Your instructions: Arrange every one of the lines below as a Markdown table with the columns "Number" and "Line," numbering each row and omitting blank lines; exclude the pictures from the table.

Data for this task:
^^^^^^^^
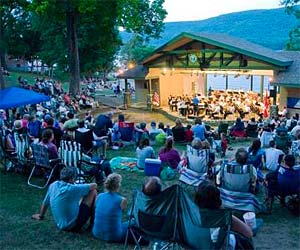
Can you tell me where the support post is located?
[225,75,228,90]
[124,78,130,109]
[147,79,153,111]
[203,73,207,96]
[260,76,265,102]
[250,75,253,91]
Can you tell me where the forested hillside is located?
[121,8,297,50]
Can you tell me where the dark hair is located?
[42,129,53,143]
[158,122,165,129]
[250,139,261,155]
[46,117,54,126]
[118,114,125,122]
[77,120,84,128]
[140,122,147,129]
[195,181,222,209]
[139,138,150,149]
[67,112,74,119]
[284,155,296,168]
[142,176,162,196]
[163,137,174,152]
[235,148,248,165]
[269,140,275,148]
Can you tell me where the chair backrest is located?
[277,168,300,195]
[260,131,274,148]
[119,122,134,141]
[32,143,50,168]
[186,145,209,174]
[144,158,161,176]
[77,160,99,175]
[221,165,253,193]
[14,133,29,161]
[60,140,82,167]
[75,130,94,152]
[292,140,300,157]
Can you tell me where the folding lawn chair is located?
[27,143,60,189]
[265,168,300,213]
[179,145,209,186]
[125,185,231,249]
[77,160,103,183]
[14,133,32,170]
[219,165,264,212]
[0,129,17,172]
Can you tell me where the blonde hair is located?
[104,173,122,192]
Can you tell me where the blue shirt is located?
[192,124,205,141]
[43,181,90,230]
[93,192,127,242]
[193,97,199,105]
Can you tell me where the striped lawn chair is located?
[179,145,209,186]
[59,140,82,168]
[27,143,60,189]
[14,133,32,169]
[59,140,103,183]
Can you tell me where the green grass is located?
[0,141,300,250]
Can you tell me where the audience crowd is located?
[0,82,300,248]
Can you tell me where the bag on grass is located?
[160,166,176,181]
[286,197,300,217]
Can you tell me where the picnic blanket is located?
[109,156,143,172]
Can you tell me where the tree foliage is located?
[31,0,166,95]
[120,34,155,67]
[281,0,300,51]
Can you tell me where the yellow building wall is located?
[279,87,300,115]
[146,68,204,106]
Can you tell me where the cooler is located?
[144,158,161,177]
[119,122,134,141]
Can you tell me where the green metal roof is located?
[143,32,293,67]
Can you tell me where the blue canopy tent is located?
[0,87,50,109]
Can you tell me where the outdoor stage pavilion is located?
[118,32,300,113]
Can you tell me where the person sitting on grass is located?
[195,180,253,249]
[32,167,97,233]
[265,155,300,205]
[158,136,180,169]
[136,138,155,169]
[142,176,162,196]
[92,173,149,244]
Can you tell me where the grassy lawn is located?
[0,72,300,250]
[0,140,300,249]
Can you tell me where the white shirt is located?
[265,148,284,171]
[291,125,300,137]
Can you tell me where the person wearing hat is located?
[32,167,97,232]
[94,111,113,137]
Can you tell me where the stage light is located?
[161,68,168,75]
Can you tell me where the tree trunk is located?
[0,60,5,89]
[66,1,80,96]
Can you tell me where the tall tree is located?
[32,0,166,95]
[120,34,155,65]
[281,0,300,51]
^^^^^^^^
The result:
| Number | Line |
|---|---|
| 1 | Can you tell me where the support post is located? |
| 2 | [225,75,228,90] |
| 3 | [124,78,130,109] |
| 4 | [147,79,153,111] |
| 5 | [203,73,207,96] |
| 6 | [260,76,265,102] |
| 7 | [250,75,253,91] |
| 8 | Can you tell me where the forested hillside is located? |
| 9 | [121,8,297,50] |
| 10 | Can you tell me where the dark hair is located? |
| 11 | [42,129,53,143] |
| 12 | [158,122,165,129] |
| 13 | [250,139,261,155] |
| 14 | [46,117,54,126] |
| 15 | [118,114,125,122] |
| 16 | [77,120,84,128] |
| 17 | [140,122,147,129] |
| 18 | [195,181,222,209] |
| 19 | [139,138,150,149] |
| 20 | [67,112,74,119] |
| 21 | [284,155,296,168] |
| 22 | [142,176,162,196] |
| 23 | [163,137,174,152] |
| 24 | [235,148,248,165] |
| 25 | [269,140,275,148] |
| 26 | Can you tell me where the chair backrest is located? |
| 27 | [277,168,300,195] |
| 28 | [260,131,274,148] |
| 29 | [119,122,134,141] |
| 30 | [32,143,50,168] |
| 31 | [186,145,209,174] |
| 32 | [144,158,161,176] |
| 33 | [77,160,99,175] |
| 34 | [221,165,253,193] |
| 35 | [14,133,29,161] |
| 36 | [60,140,82,167] |
| 37 | [75,130,94,152] |
| 38 | [292,140,300,157] |
| 39 | Can you tell me where the folding lawn chair is located? |
| 40 | [27,143,60,189] |
| 41 | [265,168,300,213] |
| 42 | [179,145,209,186] |
| 43 | [125,185,231,249] |
| 44 | [77,160,103,183] |
| 45 | [14,133,32,170] |
| 46 | [219,165,264,212] |
| 47 | [0,129,17,172] |
| 48 | Can you tell me where the blonde hair is located? |
| 49 | [104,173,122,192] |
| 50 | Can you tell me where the blue shirt is located? |
| 51 | [192,124,205,141] |
| 52 | [43,181,90,230] |
| 53 | [93,192,127,242] |
| 54 | [193,97,199,105] |
| 55 | Can you tell me where the striped lawn chair is located? |
| 56 | [179,145,209,186] |
| 57 | [59,140,82,168] |
| 58 | [27,143,60,189] |
| 59 | [14,133,32,169] |
| 60 | [59,140,103,183] |
| 61 | Can you tell me where the green grass is located? |
| 62 | [0,141,300,250] |
| 63 | Can you tell me where the audience crowd is located? |
| 64 | [0,82,300,248] |
| 65 | Can you tell me where the bag on grass is located? |
| 66 | [160,166,176,181] |
| 67 | [286,197,300,217] |
| 68 | Can you tell me where the picnic blanket is located? |
| 69 | [109,156,143,172] |
| 70 | Can you tell me where the tree foliage is located? |
| 71 | [31,0,166,95] |
| 72 | [120,34,155,67] |
| 73 | [281,0,300,51] |
| 74 | Can you tell me where the yellow building wall is located? |
| 75 | [279,87,300,115] |
| 76 | [146,68,204,106] |
| 77 | Can you tell me where the cooler is located? |
| 78 | [144,158,161,177] |
| 79 | [119,122,134,141] |
| 80 | Can you tell me where the green metal roof is located? |
| 81 | [143,32,293,67] |
| 82 | Can you tell me where the blue canopy tent is located? |
| 83 | [0,87,50,109] |
| 84 | Can you tell me where the outdoor stage pavilion is located? |
| 85 | [118,32,300,113] |
| 86 | Can you tell me where the person sitting on grass is located? |
| 87 | [195,180,253,249] |
| 88 | [32,167,97,233] |
| 89 | [265,155,300,205] |
| 90 | [158,136,180,169] |
| 91 | [136,138,155,169] |
| 92 | [142,176,162,196] |
| 93 | [92,173,149,244] |
| 94 | Can you tell me where the grassy lawn is located? |
| 95 | [0,72,300,250] |
| 96 | [0,140,300,249] |
| 97 | Can you tell me where the white shirt is located? |
| 98 | [265,148,284,171] |
| 99 | [291,125,300,137] |
| 100 | Can you tell me where the person wearing hat is located? |
| 101 | [32,167,97,232] |
| 102 | [94,111,113,137] |
| 103 | Can you tell me where the stage light is located? |
| 104 | [161,68,168,75] |
| 105 | Can you tell me where the tree trunk is located? |
| 106 | [0,60,5,89] |
| 107 | [66,1,80,96] |
| 108 | Can you tell me where the tall tree is located? |
| 109 | [32,0,166,95] |
| 110 | [120,34,155,65] |
| 111 | [281,0,300,51] |